— ПОПРОБУЙТЕ САМИ —
Продолжите приведённый ниже отрывок о Пущине и князе, начав сразу после его последнего предложения.

— ИСХОДНЫЙ ДОКУМЕНТ —
Ему уж за пятьдесят, из них служит более тридцати; служить бы рад, прислуживаться тошно. Жизнь и карьера — к закату. Пушкин предсказывал блестящую служебную фортуну, но, узнав о красавице княгине Марии Александровне, двух сыновьях и бледной карьере князя, — узнав это, Пушкин, возможно, порадовался бы. Княгиня, однако, вдруг заболевает и умирает…

О Пущине же еще четверть века назад было сказано:

Но ты счастлив, о друг любезный,
На избранной стезе твоей…

И 19 октября 1850-го Большой Жанно "счастлив… на стезе", только уж очень давно за Уралом и стареет.

— ИСХОДНЫЕ МАТЕРИАЛЫ —
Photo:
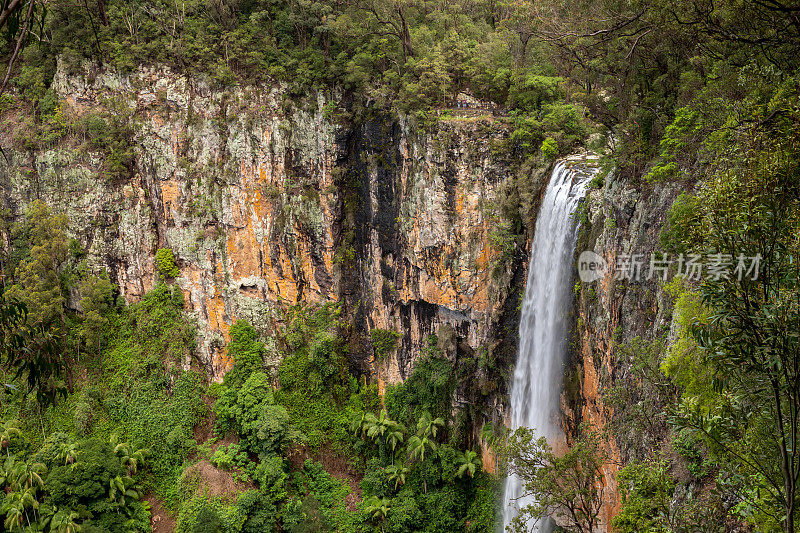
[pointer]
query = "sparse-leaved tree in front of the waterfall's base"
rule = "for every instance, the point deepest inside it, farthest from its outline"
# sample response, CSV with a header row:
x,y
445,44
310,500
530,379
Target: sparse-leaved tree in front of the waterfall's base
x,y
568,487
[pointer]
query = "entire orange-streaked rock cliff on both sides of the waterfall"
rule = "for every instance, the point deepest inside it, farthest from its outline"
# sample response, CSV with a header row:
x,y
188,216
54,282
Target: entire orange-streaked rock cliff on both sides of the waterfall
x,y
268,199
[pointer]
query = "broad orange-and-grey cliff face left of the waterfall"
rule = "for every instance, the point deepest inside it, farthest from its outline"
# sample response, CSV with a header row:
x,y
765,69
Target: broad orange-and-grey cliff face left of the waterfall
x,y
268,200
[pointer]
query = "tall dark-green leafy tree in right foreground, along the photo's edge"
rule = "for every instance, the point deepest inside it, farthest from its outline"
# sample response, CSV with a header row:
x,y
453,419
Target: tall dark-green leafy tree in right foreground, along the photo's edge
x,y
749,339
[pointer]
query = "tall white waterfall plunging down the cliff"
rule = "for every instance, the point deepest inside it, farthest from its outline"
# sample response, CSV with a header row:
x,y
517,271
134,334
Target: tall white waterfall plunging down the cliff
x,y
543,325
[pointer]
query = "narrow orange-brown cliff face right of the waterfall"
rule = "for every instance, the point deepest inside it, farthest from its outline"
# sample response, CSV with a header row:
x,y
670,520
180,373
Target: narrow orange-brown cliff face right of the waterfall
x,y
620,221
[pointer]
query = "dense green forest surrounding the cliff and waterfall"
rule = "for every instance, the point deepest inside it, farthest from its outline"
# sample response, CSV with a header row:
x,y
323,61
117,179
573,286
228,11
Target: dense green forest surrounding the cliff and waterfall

— ОТВЕТ К ЗАДАНИЮ —
А как с горчаковским счастьем? Почему дарование Пушкина, пусть в мучительной и краткой жизни, но раскрылось и проявилось; почему Пущин, как рассказывает лицейский директор, весел и бодр? Для чего служить? Может быть, для того. чтобы потом вспоминали, каковы были друзья у Пушкина… 22 апреля 1863 года Петр Андреевич Вяземский, близкий друг Пушкина и приятель Пущина, пишет комплименты Горчакову: "Я особенно дорожу вашим мнением… К вам можно применить восточный аполог: "Вы не поэт, но выросли с поэтом и ваши суждения отзываются благоуханием Пушкина". Как был бы задет юный, самодовольный Горчаков, если бы услыхал такое в Лицее, да и позже и, может быть, сейчас?..

Впрочем —

Где Горчаков, где ты, где я?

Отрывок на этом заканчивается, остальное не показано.